::: GIVEN RECORDS :::

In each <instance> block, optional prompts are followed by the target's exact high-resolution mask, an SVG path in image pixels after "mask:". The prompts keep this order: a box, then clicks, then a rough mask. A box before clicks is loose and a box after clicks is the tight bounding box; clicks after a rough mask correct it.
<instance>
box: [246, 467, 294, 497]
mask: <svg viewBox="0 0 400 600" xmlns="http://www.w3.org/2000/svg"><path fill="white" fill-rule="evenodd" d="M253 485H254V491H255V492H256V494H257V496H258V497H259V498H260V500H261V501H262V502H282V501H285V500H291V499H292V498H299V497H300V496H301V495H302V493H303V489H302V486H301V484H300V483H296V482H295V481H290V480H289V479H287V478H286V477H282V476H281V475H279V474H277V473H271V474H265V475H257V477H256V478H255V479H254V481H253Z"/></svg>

:::
::: GIVEN RECORDS :::

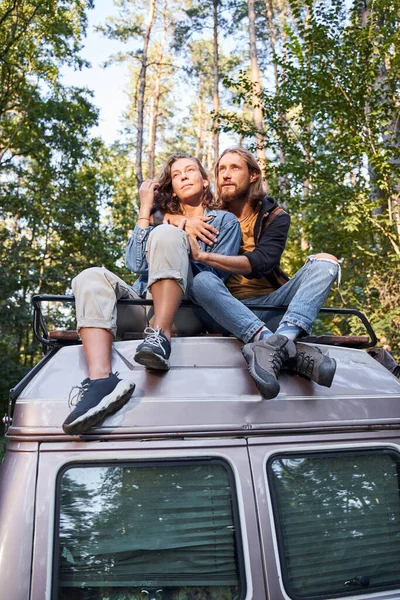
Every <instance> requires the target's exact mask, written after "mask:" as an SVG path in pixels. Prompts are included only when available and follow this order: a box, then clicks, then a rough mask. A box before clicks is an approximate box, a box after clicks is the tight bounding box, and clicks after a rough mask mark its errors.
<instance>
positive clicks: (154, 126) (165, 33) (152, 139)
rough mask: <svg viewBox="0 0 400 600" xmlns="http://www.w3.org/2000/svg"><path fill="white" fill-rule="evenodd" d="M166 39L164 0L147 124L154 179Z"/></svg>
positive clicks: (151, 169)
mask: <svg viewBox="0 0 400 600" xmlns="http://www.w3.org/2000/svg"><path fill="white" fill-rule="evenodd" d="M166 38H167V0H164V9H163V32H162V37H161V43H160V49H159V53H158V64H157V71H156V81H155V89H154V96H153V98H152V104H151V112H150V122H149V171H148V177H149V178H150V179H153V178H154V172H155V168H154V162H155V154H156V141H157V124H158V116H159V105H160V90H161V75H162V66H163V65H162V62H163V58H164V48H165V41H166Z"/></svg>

:::

## WHAT IS REQUIRED
Reproduce verbatim every line from the one containing "In each <instance>" through the one containing "box: [246, 467, 294, 497]", including both of those lines.

## RESULT
In each <instance> block, optional prompts are followed by the target's exact high-resolution mask, an SVG path in image pixels after "mask:". The prompts keep this order: a box, then clicks, then a rough mask. A box before clicks is loose and a box after clicks is the tight bounding box; clicks after a rough mask correct it.
<instance>
box: [246, 467, 294, 497]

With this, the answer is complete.